What to work on. Copy the records from the line with "Find the green grass lawn in this photo." up to and including the line with "[200, 0, 220, 95]", renaming every "lawn" to "turf" and leaving everything else unchanged.

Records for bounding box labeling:
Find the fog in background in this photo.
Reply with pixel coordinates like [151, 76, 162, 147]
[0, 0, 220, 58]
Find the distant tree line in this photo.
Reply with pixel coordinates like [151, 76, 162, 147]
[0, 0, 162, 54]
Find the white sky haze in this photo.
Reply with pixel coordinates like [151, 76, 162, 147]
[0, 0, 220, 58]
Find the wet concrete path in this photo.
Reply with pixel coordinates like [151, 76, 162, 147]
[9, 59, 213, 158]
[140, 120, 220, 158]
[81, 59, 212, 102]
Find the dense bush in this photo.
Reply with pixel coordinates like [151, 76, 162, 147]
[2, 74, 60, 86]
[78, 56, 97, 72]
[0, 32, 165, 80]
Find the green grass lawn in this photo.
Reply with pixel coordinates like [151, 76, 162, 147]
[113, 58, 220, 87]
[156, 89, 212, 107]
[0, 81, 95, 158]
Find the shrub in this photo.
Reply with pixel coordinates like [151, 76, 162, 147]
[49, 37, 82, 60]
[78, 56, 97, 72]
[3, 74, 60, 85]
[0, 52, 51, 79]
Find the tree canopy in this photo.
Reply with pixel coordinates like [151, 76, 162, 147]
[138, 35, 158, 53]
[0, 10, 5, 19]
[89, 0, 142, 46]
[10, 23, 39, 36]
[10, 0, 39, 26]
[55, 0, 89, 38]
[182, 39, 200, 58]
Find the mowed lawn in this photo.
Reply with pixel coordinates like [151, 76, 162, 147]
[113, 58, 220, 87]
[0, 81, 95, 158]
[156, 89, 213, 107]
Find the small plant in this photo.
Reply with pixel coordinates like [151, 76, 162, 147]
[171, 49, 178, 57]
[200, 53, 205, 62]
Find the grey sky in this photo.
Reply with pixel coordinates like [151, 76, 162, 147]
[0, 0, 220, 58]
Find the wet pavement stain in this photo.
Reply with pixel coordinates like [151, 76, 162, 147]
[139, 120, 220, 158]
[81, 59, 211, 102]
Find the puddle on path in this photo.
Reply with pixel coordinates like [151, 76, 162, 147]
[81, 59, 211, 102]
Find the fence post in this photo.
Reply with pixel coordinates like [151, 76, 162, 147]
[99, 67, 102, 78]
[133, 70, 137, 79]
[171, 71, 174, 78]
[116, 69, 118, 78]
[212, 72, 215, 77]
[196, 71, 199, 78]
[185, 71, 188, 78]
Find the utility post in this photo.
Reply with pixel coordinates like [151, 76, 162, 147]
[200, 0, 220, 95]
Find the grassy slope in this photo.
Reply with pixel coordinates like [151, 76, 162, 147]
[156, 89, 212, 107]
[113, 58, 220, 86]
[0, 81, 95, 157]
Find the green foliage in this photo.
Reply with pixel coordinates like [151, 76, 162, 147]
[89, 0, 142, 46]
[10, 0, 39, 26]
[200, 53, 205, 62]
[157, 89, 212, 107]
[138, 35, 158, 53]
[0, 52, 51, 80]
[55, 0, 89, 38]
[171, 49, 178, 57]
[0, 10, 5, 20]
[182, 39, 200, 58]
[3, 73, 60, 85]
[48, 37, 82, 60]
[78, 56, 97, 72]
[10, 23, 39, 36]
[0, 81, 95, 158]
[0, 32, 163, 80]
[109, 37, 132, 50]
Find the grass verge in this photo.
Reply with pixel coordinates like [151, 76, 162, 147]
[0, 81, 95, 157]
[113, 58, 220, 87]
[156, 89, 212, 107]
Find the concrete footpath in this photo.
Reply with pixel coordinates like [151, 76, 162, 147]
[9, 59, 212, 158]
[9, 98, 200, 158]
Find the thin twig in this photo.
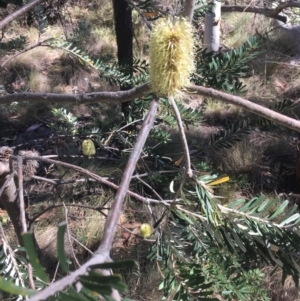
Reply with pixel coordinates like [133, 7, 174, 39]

Exercise output.
Find the green grass turf in this photo.
Reply with pixel coordinates like [151, 76, 162, 147]
[113, 58, 220, 87]
[156, 89, 212, 107]
[0, 81, 95, 158]
Find the shrub in this photo.
Reply with pixel coordinates like [151, 76, 162, 147]
[49, 37, 82, 60]
[78, 56, 97, 72]
[3, 74, 60, 85]
[0, 52, 51, 79]
Find the tree canopy in this photo.
Reply with pixel coordinates like [151, 76, 162, 147]
[138, 35, 158, 53]
[0, 10, 5, 19]
[89, 0, 142, 46]
[10, 23, 39, 36]
[10, 0, 39, 26]
[55, 0, 89, 38]
[182, 39, 200, 58]
Find the mowed turf in this photo.
Reply with pixel coordinates like [151, 76, 162, 147]
[113, 58, 220, 87]
[0, 81, 95, 158]
[156, 89, 213, 107]
Find the small plant in this photo.
Reply with pixel coordinates like [151, 76, 162, 147]
[171, 49, 178, 57]
[200, 53, 205, 62]
Find the grey sky in this photo.
Reply with pixel coordinates like [151, 76, 162, 147]
[0, 0, 220, 58]
Find the wet pavement stain in this photo.
Reply with pixel coordinates like [151, 76, 162, 147]
[139, 120, 220, 158]
[81, 59, 211, 102]
Find the puddle on path in this photo.
Reply with pixel coordinates like [151, 76, 162, 147]
[81, 59, 211, 102]
Find the fence post in this photo.
Reply with pixel coordinates like [151, 76, 162, 147]
[99, 67, 102, 78]
[133, 70, 137, 79]
[171, 71, 174, 78]
[116, 69, 118, 78]
[212, 72, 215, 77]
[196, 71, 199, 78]
[185, 71, 188, 78]
Find the utility post in this photo.
Reply with pixel coordinates like [151, 76, 162, 147]
[200, 0, 220, 95]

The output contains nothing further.